- _Task goal_
Quote the records that follow in full, leaving the pictures out.
## Start Data for the task
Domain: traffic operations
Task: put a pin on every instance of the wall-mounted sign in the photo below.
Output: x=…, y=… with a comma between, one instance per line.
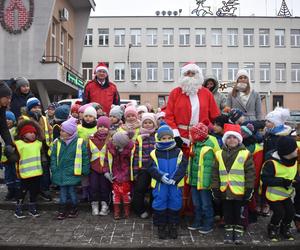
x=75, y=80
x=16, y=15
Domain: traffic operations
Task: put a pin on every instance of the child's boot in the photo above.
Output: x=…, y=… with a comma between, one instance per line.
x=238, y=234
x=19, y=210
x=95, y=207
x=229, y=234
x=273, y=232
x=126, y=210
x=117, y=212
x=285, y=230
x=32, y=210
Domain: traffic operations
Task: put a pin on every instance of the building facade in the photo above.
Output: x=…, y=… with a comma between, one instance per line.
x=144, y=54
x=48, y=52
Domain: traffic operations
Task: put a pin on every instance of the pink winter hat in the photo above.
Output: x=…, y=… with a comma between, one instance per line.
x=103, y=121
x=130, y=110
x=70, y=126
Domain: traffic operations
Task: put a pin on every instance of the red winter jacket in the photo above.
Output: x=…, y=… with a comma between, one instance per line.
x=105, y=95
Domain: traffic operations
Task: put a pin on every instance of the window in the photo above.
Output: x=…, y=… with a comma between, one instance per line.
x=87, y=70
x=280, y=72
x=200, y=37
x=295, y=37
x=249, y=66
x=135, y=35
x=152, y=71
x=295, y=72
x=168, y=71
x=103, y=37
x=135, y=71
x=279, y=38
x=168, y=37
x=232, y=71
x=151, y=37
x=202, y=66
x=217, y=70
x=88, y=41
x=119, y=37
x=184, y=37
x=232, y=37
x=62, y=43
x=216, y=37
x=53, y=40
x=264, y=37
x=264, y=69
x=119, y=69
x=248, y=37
## End Data for the task
- _Solved exercise_
Domain: traffic operations
Task: put a pin on every instance of the wall-mounted sign in the photo below.
Output: x=…, y=… with a comma between, one instance per line.
x=75, y=80
x=16, y=15
Domain: traffic operations
Task: put a pin on every instance of the child's boot in the photo above.
Output: x=…, y=… with a comma between, one instance per line.
x=238, y=234
x=19, y=210
x=95, y=207
x=229, y=234
x=273, y=232
x=126, y=210
x=117, y=212
x=285, y=230
x=32, y=210
Domain: traffic operations
Task: put a pin on every instance of the building facade in the photo above.
Output: x=…, y=… with a comma between, one instance per line.
x=144, y=54
x=48, y=52
Domain: traffic operations
Task: put a pin on every instance of the pink winter hat in the photo above.
Output: x=…, y=… with a comma between, one instance per line.
x=103, y=121
x=130, y=110
x=70, y=126
Domain: traffic operations
Task: put a pin on every instance of the red winter jacket in the photo above.
Output: x=…, y=… with a comma between, one instance per line.
x=105, y=95
Domain: traffic operations
Task: put a pin on every instance of the window in the photo above.
Output: x=…, y=… with a comma between, one instance per line.
x=87, y=70
x=280, y=72
x=200, y=37
x=295, y=37
x=249, y=66
x=135, y=35
x=152, y=71
x=295, y=72
x=168, y=71
x=103, y=37
x=135, y=71
x=279, y=38
x=168, y=37
x=232, y=71
x=151, y=37
x=202, y=66
x=217, y=70
x=88, y=41
x=119, y=37
x=184, y=37
x=232, y=37
x=62, y=43
x=216, y=37
x=53, y=40
x=264, y=37
x=264, y=69
x=119, y=69
x=248, y=37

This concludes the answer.